Records from a collection:
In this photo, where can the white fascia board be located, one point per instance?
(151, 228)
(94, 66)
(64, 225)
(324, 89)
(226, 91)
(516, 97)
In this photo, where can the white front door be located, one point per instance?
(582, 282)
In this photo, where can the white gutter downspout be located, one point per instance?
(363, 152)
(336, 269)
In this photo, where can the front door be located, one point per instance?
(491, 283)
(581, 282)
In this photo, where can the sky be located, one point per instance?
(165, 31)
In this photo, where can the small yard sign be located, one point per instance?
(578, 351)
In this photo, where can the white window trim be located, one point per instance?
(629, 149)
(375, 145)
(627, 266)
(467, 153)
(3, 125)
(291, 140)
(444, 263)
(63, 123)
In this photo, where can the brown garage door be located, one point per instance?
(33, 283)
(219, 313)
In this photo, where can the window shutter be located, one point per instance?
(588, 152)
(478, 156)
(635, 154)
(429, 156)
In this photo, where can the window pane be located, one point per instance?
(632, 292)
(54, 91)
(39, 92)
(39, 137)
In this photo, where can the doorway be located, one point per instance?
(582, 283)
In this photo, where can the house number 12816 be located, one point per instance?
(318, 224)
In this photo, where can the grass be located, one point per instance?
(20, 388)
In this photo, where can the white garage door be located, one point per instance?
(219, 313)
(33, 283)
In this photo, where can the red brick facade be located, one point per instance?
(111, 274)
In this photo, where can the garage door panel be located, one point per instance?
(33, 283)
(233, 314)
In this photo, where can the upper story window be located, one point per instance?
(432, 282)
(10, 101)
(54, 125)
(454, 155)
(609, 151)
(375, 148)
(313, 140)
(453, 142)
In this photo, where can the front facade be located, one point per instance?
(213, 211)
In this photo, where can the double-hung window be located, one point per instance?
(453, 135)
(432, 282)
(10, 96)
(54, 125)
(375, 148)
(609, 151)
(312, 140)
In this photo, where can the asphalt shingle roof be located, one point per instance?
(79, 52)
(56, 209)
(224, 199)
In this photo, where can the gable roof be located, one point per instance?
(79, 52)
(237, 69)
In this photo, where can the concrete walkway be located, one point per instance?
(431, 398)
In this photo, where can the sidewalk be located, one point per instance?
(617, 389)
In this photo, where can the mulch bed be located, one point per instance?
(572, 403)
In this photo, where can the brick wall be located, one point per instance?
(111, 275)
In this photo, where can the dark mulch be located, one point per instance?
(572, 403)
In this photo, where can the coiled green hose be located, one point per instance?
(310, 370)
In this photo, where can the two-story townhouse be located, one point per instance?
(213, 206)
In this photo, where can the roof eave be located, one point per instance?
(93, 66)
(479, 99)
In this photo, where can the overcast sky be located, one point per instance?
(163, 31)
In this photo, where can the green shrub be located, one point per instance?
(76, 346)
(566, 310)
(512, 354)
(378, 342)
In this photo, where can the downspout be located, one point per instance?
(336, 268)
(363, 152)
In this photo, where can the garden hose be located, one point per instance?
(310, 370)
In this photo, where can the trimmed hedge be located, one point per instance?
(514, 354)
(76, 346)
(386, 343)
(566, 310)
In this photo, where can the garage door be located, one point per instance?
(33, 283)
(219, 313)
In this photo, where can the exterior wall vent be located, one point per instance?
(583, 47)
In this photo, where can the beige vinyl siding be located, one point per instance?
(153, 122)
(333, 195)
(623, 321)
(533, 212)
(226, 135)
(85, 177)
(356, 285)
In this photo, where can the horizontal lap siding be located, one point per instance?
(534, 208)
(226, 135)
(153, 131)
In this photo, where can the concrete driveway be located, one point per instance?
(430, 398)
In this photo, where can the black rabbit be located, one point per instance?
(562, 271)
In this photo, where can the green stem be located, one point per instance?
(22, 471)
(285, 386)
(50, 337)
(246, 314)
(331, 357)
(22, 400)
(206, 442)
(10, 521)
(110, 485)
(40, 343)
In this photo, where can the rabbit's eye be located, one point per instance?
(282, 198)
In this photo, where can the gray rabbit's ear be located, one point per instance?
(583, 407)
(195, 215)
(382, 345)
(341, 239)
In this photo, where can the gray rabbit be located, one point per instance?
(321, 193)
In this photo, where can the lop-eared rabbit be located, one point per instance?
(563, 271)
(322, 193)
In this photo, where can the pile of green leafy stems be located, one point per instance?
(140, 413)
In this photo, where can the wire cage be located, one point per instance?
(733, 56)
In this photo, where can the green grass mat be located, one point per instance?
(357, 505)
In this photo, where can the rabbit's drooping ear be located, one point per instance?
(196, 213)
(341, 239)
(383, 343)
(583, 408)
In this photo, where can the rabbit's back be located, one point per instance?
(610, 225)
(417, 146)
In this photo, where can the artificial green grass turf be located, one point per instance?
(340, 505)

Aim of the task →
Print every record above exactly as it was given.

Your solution →
In this photo, where can the white fascia board be located, one point per instance?
(151, 228)
(94, 66)
(64, 225)
(324, 89)
(226, 91)
(516, 97)
In this photo, where can the white front door be located, one point per instance?
(582, 282)
In this photo, where can the white gutter downspout be located, one point per instance?
(363, 152)
(336, 269)
In this photo, where can the front door be located, one point per instance?
(491, 283)
(581, 282)
In this photo, where can the sky be located, one point per instance?
(165, 31)
In this photo, where can the small yard sign be located, one point per instance?
(578, 351)
In this photo, where can the white window trim be located, one point per instance?
(629, 149)
(375, 145)
(627, 266)
(467, 153)
(3, 125)
(291, 140)
(444, 263)
(63, 123)
In this photo, where can the brown garage door be located, one point per instance?
(33, 283)
(219, 313)
In this photo, where can the window shutter be located, one point per instance?
(588, 152)
(478, 156)
(635, 154)
(429, 156)
In this photo, where can the window pane be located, one point per instance?
(632, 292)
(54, 91)
(39, 92)
(39, 137)
In this photo, where can the doorway be located, one point per instance?
(582, 283)
In this photo, where can the house number 12816 be located, one point per instance?
(318, 224)
In this photo, where can the grass be located, one point per instance?
(20, 388)
In this photo, where can the white garage door be located, one point per instance?
(219, 313)
(33, 283)
In this photo, where can the red brick facade be located, one point per instance?
(111, 274)
In this photo, where can the garage door panel be located, one point per instance?
(33, 283)
(233, 314)
In this photo, where can the upper story window be located, one point per instance?
(432, 282)
(10, 101)
(54, 125)
(454, 155)
(609, 151)
(375, 148)
(313, 140)
(453, 142)
In this photo, where can the front facade be located, one point per instance?
(213, 211)
In this photo, where can the double-hung window be located, one point per instance?
(453, 135)
(432, 282)
(10, 96)
(54, 125)
(375, 148)
(609, 151)
(312, 140)
In this photo, where can the asphalt shingle roof be located, one point per instance?
(79, 52)
(56, 209)
(224, 199)
In this photo, where can the gable roof be located, one point per instance?
(79, 52)
(237, 69)
In this photo, where can the concrete walkway be located, one point per instance?
(431, 398)
In this photo, where can the sidewalk be located, one point per instance?
(617, 389)
In this photo, where can the mulch bed be located, one point per instance?
(572, 403)
In this photo, where can the brick wall be located, one point per instance?
(111, 275)
In this photo, where can the dark mulch be located, one point per instance?
(572, 403)
In this photo, where can the coiled green hose be located, one point per instance?
(310, 370)
In this photo, where can the two-story townhouse be located, one point per instance?
(213, 206)
In this photo, where can the roof eave be located, one point per instance?
(93, 66)
(479, 99)
In this photo, where can the overcast sky be located, one point per instance?
(163, 31)
In this photo, where can the green shrub be located, one point per instance?
(76, 346)
(566, 310)
(512, 354)
(378, 342)
In this photo, where can the downspout be located, one point per instance?
(336, 268)
(363, 152)
In this photo, where can the garden hose be located, one point per instance?
(310, 370)
In this photo, where can the trimmed hedge be located, one point per instance?
(514, 354)
(76, 346)
(386, 343)
(566, 310)
In this photo, where can the garage door be located, one point per instance?
(33, 283)
(219, 313)
In this photo, where can the exterior wall vent be located, one point per instance?
(583, 47)
In this photo, where can the beige vinyl siding be located, one point per instance?
(153, 122)
(333, 195)
(623, 321)
(533, 212)
(226, 135)
(85, 177)
(356, 285)
In this photo, where can the horizontal lap siding be located, one point per instance?
(534, 208)
(226, 135)
(153, 131)
In this photo, where can the concrete driveway be located, one point per instance?
(430, 398)
In this photo, where can the black rabbit be located, one point per instance?
(562, 271)
In this photo, where can the green stem be located, one point per instance?
(22, 471)
(285, 386)
(50, 337)
(246, 314)
(331, 357)
(22, 400)
(206, 442)
(10, 521)
(110, 485)
(40, 343)
In this photo, where can the rabbit's eye be located, one point per instance?
(282, 198)
In this photo, where can the gray rabbit's ear be located, one point per instance?
(583, 407)
(195, 215)
(382, 345)
(341, 239)
In this photo, where can the gray rabbit be located, one point per instance?
(321, 193)
In this photo, where can the lop-eared rabbit be located, one point per instance?
(563, 271)
(322, 193)
In this photo, where can the pile of green leafy stems be located, one point per instance?
(140, 413)
In this photo, where can the wire cage be located, one point per instance?
(733, 56)
In this photo, where can the green grass mat be located, one point per instance?
(357, 505)
In this photo, where can the rabbit's drooping ear be located, one point per instance?
(196, 213)
(341, 239)
(383, 343)
(583, 408)
In this photo, where can the rabbit's back be located, one point per instance?
(610, 225)
(417, 146)
In this photo, where can the artificial green grass turf be located, one point per instance?
(340, 505)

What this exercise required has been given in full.